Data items
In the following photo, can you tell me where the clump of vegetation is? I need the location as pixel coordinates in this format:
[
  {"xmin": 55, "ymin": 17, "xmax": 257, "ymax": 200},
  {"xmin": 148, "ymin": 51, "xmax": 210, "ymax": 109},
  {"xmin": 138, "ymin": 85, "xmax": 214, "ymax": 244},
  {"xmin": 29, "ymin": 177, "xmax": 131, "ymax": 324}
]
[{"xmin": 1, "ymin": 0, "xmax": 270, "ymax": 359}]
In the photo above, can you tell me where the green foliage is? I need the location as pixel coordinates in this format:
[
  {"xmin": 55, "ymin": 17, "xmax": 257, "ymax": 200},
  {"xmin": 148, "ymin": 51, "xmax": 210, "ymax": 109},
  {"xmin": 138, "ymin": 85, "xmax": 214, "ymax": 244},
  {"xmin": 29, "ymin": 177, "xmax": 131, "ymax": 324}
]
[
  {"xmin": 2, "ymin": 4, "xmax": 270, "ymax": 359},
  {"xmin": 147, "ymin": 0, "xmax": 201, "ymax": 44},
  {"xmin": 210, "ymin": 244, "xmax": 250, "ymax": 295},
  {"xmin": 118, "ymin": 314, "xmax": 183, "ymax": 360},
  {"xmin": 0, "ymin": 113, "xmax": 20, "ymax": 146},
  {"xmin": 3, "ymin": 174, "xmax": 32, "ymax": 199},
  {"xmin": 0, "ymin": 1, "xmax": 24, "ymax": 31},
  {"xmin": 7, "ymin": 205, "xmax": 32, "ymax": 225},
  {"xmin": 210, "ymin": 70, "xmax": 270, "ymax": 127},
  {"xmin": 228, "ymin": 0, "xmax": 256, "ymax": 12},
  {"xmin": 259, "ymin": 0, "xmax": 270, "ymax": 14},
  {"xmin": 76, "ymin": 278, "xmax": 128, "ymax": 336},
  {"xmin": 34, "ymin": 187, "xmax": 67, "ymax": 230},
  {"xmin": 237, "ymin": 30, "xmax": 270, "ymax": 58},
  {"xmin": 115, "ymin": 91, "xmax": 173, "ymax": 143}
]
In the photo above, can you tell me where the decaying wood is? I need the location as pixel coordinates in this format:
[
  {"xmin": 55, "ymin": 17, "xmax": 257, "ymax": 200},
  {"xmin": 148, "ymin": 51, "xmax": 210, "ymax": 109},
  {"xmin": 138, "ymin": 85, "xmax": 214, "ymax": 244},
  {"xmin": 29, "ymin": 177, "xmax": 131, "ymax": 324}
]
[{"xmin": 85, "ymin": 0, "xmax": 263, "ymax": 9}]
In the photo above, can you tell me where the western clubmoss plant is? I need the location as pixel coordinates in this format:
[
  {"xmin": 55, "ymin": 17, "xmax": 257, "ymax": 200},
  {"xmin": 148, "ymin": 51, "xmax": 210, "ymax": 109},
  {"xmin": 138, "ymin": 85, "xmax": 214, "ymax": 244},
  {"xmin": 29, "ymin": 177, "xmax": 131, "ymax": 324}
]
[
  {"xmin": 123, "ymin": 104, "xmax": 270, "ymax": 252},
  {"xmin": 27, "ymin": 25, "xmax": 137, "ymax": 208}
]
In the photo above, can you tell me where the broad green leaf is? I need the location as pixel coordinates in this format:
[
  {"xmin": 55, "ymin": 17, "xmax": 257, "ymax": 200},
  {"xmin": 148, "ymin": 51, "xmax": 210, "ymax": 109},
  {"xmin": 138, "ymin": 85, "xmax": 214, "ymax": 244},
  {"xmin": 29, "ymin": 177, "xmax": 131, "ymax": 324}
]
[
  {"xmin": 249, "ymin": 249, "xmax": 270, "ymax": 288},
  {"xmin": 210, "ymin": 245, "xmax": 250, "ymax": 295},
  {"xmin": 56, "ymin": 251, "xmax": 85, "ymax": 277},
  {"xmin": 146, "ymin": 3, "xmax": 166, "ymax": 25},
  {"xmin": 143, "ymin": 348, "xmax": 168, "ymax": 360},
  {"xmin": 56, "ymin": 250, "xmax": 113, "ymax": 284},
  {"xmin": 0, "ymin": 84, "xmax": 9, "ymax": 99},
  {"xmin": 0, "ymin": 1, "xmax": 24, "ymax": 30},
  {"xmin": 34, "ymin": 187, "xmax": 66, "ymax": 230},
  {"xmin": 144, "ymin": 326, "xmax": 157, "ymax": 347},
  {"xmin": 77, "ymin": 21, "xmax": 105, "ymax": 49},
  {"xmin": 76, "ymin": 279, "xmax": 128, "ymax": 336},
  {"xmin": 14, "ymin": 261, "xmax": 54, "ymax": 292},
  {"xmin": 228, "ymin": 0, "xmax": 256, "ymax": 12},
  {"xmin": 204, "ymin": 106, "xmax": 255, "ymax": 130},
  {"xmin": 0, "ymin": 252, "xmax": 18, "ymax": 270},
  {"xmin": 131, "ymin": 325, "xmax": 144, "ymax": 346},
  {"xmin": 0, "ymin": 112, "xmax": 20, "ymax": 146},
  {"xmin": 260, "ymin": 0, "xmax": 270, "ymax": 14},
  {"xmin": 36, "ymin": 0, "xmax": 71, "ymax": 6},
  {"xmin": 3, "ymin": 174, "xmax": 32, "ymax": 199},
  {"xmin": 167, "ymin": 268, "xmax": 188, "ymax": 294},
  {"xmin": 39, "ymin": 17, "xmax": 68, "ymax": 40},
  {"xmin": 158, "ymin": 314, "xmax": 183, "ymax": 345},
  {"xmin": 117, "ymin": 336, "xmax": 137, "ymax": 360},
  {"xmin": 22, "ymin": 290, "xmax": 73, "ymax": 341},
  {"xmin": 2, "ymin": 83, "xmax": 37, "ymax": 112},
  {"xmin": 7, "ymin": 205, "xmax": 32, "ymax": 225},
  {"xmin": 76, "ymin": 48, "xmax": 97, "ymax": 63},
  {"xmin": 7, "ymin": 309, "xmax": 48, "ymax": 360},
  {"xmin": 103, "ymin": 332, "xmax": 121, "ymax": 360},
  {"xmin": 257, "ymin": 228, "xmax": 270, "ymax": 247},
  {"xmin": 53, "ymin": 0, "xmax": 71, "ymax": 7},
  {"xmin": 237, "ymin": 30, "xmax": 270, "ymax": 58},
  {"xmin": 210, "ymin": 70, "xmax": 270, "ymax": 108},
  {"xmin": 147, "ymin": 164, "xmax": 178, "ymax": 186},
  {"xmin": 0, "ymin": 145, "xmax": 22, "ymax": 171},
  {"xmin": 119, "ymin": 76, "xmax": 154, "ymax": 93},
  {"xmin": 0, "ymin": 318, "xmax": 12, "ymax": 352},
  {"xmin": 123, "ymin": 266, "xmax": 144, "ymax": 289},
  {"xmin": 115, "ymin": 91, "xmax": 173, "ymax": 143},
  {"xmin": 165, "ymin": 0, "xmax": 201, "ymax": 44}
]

» What the task requires:
Reproduce every line of the data so that nothing differs from the original.

» Solution to this task:
In the following photo, can you tell me where the clump of vegetation is? I need the location as pixel coordinates in this format:
[
  {"xmin": 55, "ymin": 17, "xmax": 257, "ymax": 200},
  {"xmin": 148, "ymin": 51, "xmax": 210, "ymax": 109},
  {"xmin": 138, "ymin": 85, "xmax": 214, "ymax": 244},
  {"xmin": 29, "ymin": 177, "xmax": 131, "ymax": 324}
]
[{"xmin": 1, "ymin": 0, "xmax": 270, "ymax": 359}]
In the photo above, can you tell me where the green foliage is? I need the location as pixel coordinates in this format:
[
  {"xmin": 55, "ymin": 17, "xmax": 257, "ymax": 200},
  {"xmin": 148, "ymin": 51, "xmax": 210, "ymax": 109},
  {"xmin": 138, "ymin": 85, "xmax": 214, "ymax": 244},
  {"xmin": 29, "ymin": 177, "xmax": 131, "ymax": 324}
]
[
  {"xmin": 2, "ymin": 4, "xmax": 270, "ymax": 359},
  {"xmin": 147, "ymin": 0, "xmax": 201, "ymax": 44},
  {"xmin": 210, "ymin": 244, "xmax": 250, "ymax": 295},
  {"xmin": 118, "ymin": 314, "xmax": 183, "ymax": 360},
  {"xmin": 0, "ymin": 113, "xmax": 20, "ymax": 146},
  {"xmin": 3, "ymin": 174, "xmax": 32, "ymax": 199},
  {"xmin": 0, "ymin": 1, "xmax": 24, "ymax": 31},
  {"xmin": 7, "ymin": 205, "xmax": 32, "ymax": 225},
  {"xmin": 210, "ymin": 70, "xmax": 270, "ymax": 127},
  {"xmin": 228, "ymin": 0, "xmax": 256, "ymax": 12},
  {"xmin": 259, "ymin": 0, "xmax": 270, "ymax": 14},
  {"xmin": 76, "ymin": 278, "xmax": 128, "ymax": 336},
  {"xmin": 34, "ymin": 187, "xmax": 67, "ymax": 230},
  {"xmin": 237, "ymin": 30, "xmax": 270, "ymax": 58},
  {"xmin": 115, "ymin": 91, "xmax": 173, "ymax": 143}
]
In the photo above, can you tell me where the decaying wood is? I need the location as pixel coordinates in this format:
[
  {"xmin": 55, "ymin": 17, "xmax": 257, "ymax": 200},
  {"xmin": 148, "ymin": 51, "xmax": 210, "ymax": 109},
  {"xmin": 138, "ymin": 85, "xmax": 214, "ymax": 244},
  {"xmin": 29, "ymin": 177, "xmax": 131, "ymax": 324}
]
[{"xmin": 85, "ymin": 0, "xmax": 263, "ymax": 9}]
In the photo above, can you tell me where the western clubmoss plant is? I need the location as pixel coordinates in this format:
[
  {"xmin": 55, "ymin": 17, "xmax": 257, "ymax": 200},
  {"xmin": 148, "ymin": 51, "xmax": 210, "ymax": 109},
  {"xmin": 138, "ymin": 85, "xmax": 214, "ymax": 244},
  {"xmin": 29, "ymin": 177, "xmax": 131, "ymax": 324}
]
[
  {"xmin": 123, "ymin": 104, "xmax": 270, "ymax": 252},
  {"xmin": 27, "ymin": 25, "xmax": 137, "ymax": 208}
]
In the photo above, can you tell me where the broad green leaf is? I need the location as pixel coordinates in this format:
[
  {"xmin": 55, "ymin": 17, "xmax": 257, "ymax": 200},
  {"xmin": 148, "ymin": 51, "xmax": 210, "ymax": 109},
  {"xmin": 138, "ymin": 85, "xmax": 214, "ymax": 244},
  {"xmin": 29, "ymin": 177, "xmax": 131, "ymax": 324}
]
[
  {"xmin": 249, "ymin": 249, "xmax": 270, "ymax": 288},
  {"xmin": 210, "ymin": 245, "xmax": 250, "ymax": 295},
  {"xmin": 56, "ymin": 251, "xmax": 85, "ymax": 277},
  {"xmin": 146, "ymin": 3, "xmax": 166, "ymax": 25},
  {"xmin": 143, "ymin": 348, "xmax": 168, "ymax": 360},
  {"xmin": 56, "ymin": 250, "xmax": 113, "ymax": 284},
  {"xmin": 0, "ymin": 84, "xmax": 9, "ymax": 99},
  {"xmin": 0, "ymin": 1, "xmax": 24, "ymax": 30},
  {"xmin": 34, "ymin": 187, "xmax": 66, "ymax": 230},
  {"xmin": 144, "ymin": 326, "xmax": 157, "ymax": 347},
  {"xmin": 77, "ymin": 21, "xmax": 105, "ymax": 49},
  {"xmin": 76, "ymin": 279, "xmax": 128, "ymax": 336},
  {"xmin": 14, "ymin": 261, "xmax": 54, "ymax": 292},
  {"xmin": 228, "ymin": 0, "xmax": 256, "ymax": 12},
  {"xmin": 204, "ymin": 106, "xmax": 255, "ymax": 130},
  {"xmin": 0, "ymin": 252, "xmax": 18, "ymax": 270},
  {"xmin": 131, "ymin": 325, "xmax": 144, "ymax": 346},
  {"xmin": 0, "ymin": 112, "xmax": 20, "ymax": 146},
  {"xmin": 260, "ymin": 0, "xmax": 270, "ymax": 14},
  {"xmin": 36, "ymin": 0, "xmax": 71, "ymax": 6},
  {"xmin": 3, "ymin": 174, "xmax": 32, "ymax": 199},
  {"xmin": 167, "ymin": 268, "xmax": 188, "ymax": 294},
  {"xmin": 39, "ymin": 17, "xmax": 68, "ymax": 40},
  {"xmin": 158, "ymin": 314, "xmax": 183, "ymax": 345},
  {"xmin": 117, "ymin": 336, "xmax": 137, "ymax": 360},
  {"xmin": 22, "ymin": 290, "xmax": 73, "ymax": 341},
  {"xmin": 2, "ymin": 83, "xmax": 37, "ymax": 112},
  {"xmin": 7, "ymin": 205, "xmax": 32, "ymax": 225},
  {"xmin": 76, "ymin": 48, "xmax": 97, "ymax": 63},
  {"xmin": 7, "ymin": 309, "xmax": 48, "ymax": 360},
  {"xmin": 103, "ymin": 332, "xmax": 121, "ymax": 360},
  {"xmin": 257, "ymin": 228, "xmax": 270, "ymax": 247},
  {"xmin": 53, "ymin": 0, "xmax": 71, "ymax": 7},
  {"xmin": 237, "ymin": 30, "xmax": 270, "ymax": 58},
  {"xmin": 210, "ymin": 70, "xmax": 270, "ymax": 108},
  {"xmin": 147, "ymin": 164, "xmax": 178, "ymax": 186},
  {"xmin": 0, "ymin": 145, "xmax": 22, "ymax": 171},
  {"xmin": 119, "ymin": 76, "xmax": 154, "ymax": 93},
  {"xmin": 0, "ymin": 318, "xmax": 12, "ymax": 352},
  {"xmin": 123, "ymin": 266, "xmax": 144, "ymax": 289},
  {"xmin": 115, "ymin": 91, "xmax": 173, "ymax": 143},
  {"xmin": 165, "ymin": 0, "xmax": 201, "ymax": 44}
]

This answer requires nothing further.